**Excerpted passage**.

A New Model for Defeating Cancer: CAR T Cells

Joshua Kofford

BIO 1610-009

Dr. Michaela Gazdik-Stofer

February 28, 2017

Since I was little, I can remember people asking what I wanted to be when I grew up and I always responded with, “a doctor!” This still holds to be what I want to do, but I have started to narrow it down a little more. I have shown a lot of interest in the field of radiology, and have decided I want to do interventional radiology. This may change, but for now it is what I have my eyes set on. Interventional radiologist performs minimally invasive image guided diagnosis and treatments of diseases in every organ. A lot of these procedures deal with cancer in different organs. This is why I chose this article. After a close friend died from leukemia in high school, I’ve become interested in the causes, cures and preventions of this disease.

This article discusses a new form of treatment for leukemia, a cancer that forms in our blood cells. The treatment involves genetically mutating the T cell found in our immune system to target and destroy cancerous cells.

**Record extracts**.
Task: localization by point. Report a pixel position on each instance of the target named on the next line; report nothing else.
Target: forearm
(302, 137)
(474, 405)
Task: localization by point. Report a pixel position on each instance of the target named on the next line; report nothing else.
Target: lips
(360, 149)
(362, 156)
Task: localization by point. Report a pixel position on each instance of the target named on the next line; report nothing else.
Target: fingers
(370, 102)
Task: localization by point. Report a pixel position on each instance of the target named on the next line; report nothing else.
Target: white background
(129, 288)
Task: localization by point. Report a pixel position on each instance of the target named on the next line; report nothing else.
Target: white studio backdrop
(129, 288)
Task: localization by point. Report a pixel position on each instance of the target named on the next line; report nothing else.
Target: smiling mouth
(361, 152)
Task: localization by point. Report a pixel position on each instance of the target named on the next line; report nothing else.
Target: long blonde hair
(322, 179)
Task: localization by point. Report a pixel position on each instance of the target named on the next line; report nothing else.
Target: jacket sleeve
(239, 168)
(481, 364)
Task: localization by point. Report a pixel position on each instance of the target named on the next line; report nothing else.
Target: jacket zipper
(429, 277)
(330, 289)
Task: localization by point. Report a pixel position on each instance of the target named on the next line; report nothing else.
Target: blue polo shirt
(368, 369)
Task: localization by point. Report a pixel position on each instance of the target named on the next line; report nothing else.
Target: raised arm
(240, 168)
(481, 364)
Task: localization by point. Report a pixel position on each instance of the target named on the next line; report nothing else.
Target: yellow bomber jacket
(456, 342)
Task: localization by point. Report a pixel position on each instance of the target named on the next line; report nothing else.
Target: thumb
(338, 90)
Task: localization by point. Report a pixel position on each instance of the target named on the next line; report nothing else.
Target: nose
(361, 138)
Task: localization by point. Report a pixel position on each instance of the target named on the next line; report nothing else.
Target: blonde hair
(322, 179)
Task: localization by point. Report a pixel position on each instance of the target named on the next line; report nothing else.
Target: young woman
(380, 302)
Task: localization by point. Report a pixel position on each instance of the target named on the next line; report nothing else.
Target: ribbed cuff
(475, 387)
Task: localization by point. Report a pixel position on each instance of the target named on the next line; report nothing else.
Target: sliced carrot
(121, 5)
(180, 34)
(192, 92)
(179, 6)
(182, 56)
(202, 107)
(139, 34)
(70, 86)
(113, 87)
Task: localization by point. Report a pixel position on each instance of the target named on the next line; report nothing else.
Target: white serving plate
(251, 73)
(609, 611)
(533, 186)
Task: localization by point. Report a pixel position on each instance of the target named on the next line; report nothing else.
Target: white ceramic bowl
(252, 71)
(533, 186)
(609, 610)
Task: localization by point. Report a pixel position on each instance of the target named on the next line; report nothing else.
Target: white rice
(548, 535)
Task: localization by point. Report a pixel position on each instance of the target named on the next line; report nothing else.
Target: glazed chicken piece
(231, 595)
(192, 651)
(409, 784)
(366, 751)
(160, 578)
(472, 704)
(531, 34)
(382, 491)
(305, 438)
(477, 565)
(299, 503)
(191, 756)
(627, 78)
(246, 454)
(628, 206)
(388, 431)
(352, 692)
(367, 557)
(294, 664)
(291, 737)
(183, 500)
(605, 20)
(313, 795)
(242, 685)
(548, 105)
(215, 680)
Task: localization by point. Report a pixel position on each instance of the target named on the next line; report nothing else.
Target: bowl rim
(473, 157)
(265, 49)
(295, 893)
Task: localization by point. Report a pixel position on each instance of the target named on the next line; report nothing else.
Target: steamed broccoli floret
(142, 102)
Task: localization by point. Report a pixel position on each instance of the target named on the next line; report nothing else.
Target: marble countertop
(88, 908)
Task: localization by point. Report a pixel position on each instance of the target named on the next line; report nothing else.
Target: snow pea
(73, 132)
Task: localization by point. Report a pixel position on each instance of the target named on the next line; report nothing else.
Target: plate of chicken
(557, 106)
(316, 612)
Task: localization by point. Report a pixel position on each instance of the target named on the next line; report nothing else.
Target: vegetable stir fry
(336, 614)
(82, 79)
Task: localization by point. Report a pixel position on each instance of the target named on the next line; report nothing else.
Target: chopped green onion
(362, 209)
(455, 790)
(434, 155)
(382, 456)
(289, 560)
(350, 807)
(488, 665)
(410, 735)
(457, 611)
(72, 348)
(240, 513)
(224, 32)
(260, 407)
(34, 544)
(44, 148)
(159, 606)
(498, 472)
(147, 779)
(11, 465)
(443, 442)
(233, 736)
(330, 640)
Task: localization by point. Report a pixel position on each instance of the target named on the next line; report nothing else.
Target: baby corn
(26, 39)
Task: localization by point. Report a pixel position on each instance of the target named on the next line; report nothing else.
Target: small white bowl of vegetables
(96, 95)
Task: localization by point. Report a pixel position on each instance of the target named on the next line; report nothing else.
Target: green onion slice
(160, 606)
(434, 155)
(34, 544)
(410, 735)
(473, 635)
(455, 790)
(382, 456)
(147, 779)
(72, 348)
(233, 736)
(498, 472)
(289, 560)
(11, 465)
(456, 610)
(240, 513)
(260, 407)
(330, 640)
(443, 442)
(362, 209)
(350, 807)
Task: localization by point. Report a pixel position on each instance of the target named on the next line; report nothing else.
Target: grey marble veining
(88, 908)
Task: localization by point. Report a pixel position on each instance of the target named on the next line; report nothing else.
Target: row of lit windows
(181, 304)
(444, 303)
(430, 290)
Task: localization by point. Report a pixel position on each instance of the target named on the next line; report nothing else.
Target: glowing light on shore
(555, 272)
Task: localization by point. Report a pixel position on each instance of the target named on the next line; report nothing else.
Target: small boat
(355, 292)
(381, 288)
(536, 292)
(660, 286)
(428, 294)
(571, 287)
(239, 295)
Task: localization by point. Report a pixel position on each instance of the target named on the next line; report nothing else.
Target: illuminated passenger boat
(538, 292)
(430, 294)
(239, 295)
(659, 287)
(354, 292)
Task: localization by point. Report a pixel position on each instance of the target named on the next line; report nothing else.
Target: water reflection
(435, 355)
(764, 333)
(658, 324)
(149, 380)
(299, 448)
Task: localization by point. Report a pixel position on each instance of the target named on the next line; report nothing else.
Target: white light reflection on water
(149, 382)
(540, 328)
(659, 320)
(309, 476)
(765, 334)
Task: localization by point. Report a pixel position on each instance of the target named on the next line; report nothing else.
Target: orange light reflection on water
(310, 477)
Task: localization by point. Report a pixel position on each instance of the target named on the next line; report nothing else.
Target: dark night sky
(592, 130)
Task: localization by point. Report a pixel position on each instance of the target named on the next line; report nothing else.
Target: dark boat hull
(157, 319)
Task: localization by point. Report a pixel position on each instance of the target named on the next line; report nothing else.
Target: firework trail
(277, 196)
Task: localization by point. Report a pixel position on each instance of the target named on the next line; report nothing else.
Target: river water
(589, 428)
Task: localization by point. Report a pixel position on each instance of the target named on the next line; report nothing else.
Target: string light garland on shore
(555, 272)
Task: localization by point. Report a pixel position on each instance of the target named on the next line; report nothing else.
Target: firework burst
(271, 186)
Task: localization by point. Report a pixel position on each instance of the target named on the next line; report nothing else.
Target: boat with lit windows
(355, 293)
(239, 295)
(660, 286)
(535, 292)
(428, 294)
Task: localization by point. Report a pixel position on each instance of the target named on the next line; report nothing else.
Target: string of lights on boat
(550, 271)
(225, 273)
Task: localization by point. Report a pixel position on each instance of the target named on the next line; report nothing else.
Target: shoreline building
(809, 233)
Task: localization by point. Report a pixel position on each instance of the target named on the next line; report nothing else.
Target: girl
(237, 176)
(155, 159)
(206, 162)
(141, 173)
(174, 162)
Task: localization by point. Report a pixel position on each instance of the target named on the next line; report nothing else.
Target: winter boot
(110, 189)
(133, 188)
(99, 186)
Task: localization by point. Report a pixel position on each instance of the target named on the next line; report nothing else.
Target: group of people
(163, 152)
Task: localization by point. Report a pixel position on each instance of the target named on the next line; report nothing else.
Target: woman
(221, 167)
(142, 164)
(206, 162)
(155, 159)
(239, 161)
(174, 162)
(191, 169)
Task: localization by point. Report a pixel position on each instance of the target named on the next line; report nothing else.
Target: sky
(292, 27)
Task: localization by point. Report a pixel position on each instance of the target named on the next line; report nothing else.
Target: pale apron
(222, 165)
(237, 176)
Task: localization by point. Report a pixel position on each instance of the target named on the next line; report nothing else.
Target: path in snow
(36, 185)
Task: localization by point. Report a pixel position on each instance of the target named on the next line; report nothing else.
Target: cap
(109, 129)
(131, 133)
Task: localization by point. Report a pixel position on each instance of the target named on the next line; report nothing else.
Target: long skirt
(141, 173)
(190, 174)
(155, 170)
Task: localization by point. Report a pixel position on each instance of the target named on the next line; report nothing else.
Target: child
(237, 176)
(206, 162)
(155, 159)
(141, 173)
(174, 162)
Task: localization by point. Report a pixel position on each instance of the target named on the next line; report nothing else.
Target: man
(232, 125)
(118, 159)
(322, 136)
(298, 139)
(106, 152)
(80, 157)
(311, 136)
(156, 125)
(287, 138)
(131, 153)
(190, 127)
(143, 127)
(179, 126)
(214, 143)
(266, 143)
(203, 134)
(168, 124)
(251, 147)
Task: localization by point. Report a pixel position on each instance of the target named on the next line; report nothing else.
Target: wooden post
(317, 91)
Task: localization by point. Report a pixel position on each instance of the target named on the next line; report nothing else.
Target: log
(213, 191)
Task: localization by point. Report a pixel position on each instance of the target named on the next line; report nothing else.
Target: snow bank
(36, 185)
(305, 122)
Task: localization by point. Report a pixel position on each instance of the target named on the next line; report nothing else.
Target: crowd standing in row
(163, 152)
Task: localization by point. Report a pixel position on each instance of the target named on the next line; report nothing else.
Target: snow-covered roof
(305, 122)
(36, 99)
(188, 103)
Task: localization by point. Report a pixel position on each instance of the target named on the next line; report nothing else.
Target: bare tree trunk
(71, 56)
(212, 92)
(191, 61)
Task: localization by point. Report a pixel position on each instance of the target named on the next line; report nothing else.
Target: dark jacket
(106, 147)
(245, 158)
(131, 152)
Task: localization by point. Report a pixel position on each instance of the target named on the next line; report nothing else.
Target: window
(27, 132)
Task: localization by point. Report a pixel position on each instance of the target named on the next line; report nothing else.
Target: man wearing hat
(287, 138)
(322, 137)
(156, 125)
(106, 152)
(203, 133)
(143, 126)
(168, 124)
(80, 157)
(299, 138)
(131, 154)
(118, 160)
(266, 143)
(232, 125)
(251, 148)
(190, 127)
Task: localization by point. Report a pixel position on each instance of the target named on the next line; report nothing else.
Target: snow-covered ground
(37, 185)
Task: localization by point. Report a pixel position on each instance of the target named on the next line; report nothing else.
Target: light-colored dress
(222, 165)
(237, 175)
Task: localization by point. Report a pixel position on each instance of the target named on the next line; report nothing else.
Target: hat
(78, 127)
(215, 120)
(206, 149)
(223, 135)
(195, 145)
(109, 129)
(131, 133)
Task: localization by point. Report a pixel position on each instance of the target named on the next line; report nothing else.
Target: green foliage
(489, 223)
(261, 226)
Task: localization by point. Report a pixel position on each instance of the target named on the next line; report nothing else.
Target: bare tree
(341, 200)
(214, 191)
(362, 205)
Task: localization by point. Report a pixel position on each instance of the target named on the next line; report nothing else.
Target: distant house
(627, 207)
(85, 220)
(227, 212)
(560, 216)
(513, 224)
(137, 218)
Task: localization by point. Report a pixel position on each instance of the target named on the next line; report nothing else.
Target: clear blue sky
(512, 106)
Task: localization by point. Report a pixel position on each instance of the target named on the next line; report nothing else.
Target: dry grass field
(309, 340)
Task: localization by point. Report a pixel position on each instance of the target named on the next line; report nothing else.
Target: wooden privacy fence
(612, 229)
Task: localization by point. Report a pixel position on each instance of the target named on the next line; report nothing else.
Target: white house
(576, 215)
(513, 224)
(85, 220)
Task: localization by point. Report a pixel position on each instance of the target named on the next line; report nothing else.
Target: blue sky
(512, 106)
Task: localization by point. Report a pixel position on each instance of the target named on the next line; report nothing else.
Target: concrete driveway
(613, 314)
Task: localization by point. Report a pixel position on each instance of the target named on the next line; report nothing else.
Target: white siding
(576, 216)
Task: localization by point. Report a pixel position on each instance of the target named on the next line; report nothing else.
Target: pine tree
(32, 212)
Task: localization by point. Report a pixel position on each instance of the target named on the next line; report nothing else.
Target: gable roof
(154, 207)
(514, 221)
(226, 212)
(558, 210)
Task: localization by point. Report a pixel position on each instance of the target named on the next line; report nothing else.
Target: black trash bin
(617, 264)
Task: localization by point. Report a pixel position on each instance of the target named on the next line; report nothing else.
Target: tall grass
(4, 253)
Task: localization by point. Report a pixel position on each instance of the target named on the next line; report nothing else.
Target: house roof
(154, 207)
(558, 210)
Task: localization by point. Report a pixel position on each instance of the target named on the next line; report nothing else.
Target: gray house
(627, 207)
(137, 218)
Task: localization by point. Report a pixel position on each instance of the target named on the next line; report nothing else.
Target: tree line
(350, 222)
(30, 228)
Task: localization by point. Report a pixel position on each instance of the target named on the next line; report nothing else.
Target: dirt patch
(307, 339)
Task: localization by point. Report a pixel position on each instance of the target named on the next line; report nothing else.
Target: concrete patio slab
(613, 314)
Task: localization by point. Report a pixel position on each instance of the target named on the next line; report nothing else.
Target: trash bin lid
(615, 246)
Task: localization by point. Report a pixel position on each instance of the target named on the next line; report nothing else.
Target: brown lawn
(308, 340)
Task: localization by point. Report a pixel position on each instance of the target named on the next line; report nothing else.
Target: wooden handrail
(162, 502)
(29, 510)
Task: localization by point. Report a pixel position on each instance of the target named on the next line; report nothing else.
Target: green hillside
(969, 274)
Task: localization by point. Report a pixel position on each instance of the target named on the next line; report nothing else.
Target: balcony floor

**List of tasks**.
**a.** List every detail given in the header lines of the CAR T cell paper, above its first paragraph.
**b.** Write out the stretch of the CAR T cell paper from "BIO 1610-009" through "of this disease.", switching "interventional radiology" to "diagnostic radiology".
The listing comes from a source unrelated to the CAR T cell paper.

**Solutions to each task**.
**a.**
1. A New Model for Defeating Cancer: CAR T Cells
2. Joshua Kofford
3. BIO 1610-009
4. Dr. Michaela Gazdik-Stofer
5. February 28, 2017

**b.**
BIO 1610-009

Dr. Michaela Gazdik-Stofer

February 28, 2017

Since I was little, I can remember people asking what I wanted to be when I grew up and I always responded with, “a doctor!” This still holds to be what I want to do, but I have started to narrow it down a little more. I have shown a lot of interest in the field of radiology, and have decided I want to do diagnostic radiology. This may change, but for now it is what I have my eyes set on. Interventional radiologist performs minimally invasive image guided diagnosis and treatments of diseases in every organ. A lot of these procedures deal with cancer in different organs. This is why I chose this article. After a close friend died from leukemia in high school, I’ve become interested in the causes, cures and preventions of this disease.